GIVEN TEXT:
****

Lancaster County commissioners are expected to vote today on whether to sign an agreement with the state Department of Public Welfare's Office of Developmental Programs to administer [Who will administer? The state or the county?] portions of the state-mandated mental retardation program on behalf of the office [on behalf of which office? The department? The county? The state? Will the county administer on behalf of the state or will the state administer on behalf of the county, under the proposed agreement?]

If the commissioners vote to give up the administration duties [So it's a county program, at least parts of which would be transferred to the state. Otherwise, the county wouldn't be "giv{ing} up" anything], they'll have virtually no say in how county residents covered by those parts of the program are served because the state office on July 1 took control of the millions of dollars doled out for the program each year to Lancaster and Pennsylvania's 66 other counties [So.. the county currently has control over only a portion of the program - which they're thinking of giving up as well - because the state swallowed up the remainder {i.e. therefore currently not county controlled portion} of the program when they took control of the funding? I can only make sense of this by talking of portions because otherwise the fact that you have two conditional statements, signaled by two premise indicators - "if" and "because" - raises the question: Is it the case that the county commissioners would, hypothetically, lose their say if in fact they vote to give up administration duties? Or did they already lose this say when the state took over the funding?]
"The state took the money, but they want us to keep doing the work," Commissioner Craig Lehman said. "It's not a good situation, but I think the right thing to do for the individuals with learning disabilities in our county is to sign the agreement."

****

RECORD LIST:
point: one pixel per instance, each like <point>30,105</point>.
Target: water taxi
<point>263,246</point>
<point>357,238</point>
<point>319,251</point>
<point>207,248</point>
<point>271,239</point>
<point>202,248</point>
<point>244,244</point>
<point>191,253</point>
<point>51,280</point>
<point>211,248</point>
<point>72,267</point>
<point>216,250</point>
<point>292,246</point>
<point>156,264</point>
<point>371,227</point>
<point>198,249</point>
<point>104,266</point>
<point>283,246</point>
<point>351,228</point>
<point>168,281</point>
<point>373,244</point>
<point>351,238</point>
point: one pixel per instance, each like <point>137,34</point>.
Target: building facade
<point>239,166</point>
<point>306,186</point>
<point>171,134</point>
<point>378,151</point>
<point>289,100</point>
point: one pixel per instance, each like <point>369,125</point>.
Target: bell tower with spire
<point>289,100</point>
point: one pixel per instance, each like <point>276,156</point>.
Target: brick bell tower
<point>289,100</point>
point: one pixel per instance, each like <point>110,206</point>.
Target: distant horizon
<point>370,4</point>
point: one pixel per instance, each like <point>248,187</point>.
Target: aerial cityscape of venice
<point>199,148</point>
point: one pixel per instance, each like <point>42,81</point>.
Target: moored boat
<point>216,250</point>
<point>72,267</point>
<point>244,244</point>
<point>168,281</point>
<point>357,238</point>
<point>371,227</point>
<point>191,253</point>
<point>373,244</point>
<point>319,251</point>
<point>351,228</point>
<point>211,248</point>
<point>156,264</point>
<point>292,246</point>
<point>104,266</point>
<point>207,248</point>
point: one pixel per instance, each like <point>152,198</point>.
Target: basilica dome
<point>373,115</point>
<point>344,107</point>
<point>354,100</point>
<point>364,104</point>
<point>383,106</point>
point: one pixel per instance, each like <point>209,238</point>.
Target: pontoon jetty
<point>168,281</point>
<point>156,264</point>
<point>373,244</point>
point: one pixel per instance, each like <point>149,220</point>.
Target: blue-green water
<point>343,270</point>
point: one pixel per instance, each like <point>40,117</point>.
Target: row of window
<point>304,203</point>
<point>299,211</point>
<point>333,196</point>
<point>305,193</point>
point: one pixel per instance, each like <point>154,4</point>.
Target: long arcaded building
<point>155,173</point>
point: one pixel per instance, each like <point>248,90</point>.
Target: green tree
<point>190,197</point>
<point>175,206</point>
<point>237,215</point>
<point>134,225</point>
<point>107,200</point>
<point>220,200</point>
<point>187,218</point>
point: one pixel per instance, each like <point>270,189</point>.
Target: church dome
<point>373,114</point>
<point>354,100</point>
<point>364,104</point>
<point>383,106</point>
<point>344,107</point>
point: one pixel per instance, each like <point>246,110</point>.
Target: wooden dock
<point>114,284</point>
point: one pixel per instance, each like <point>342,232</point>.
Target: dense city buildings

****

TASK INSTRUCTIONS:
a) According to the passage on Lancaster County's mental retardation program, on what date did the state office take control of the program money?
b) List every question posed in the bracketed notes of the first paragraph of the passage on Lancaster County's mental retardation program.
c) Continue the passage on Lancaster County's mental retardation program from its last sentence.

RESULTS OF THE EXERCISE:
a) July 1.

b)
- Who will administer?
- The state or the county?
- on behalf of which office?
- The department?
- The county?
- The state?
- Will the county administer on behalf of the state or will the state administer on behalf of the county, under the proposed agreement?

c)
...
"The state wants to control all that money and then edict what's going to take place," Laughman said. -- Hey Jim, "edict" is a noun.
...

The agreement the commissioners are expected to consider today would enable the county to continue [So the county would retain control under the agreement..] to administer services to county residents, but it would have no control over the spending of money for those services [by virtue of the state's July 1 enactment, NOT by virtue of a vote to ratify the agreement].
Can't the state enter into public-private partnerships in the same way that the county can? Of course, the state is far removed, geographically..
And Laughman invokes the red herring of slots! Ha. Oh boy. Haven't heard THAT one in Lancaster County before..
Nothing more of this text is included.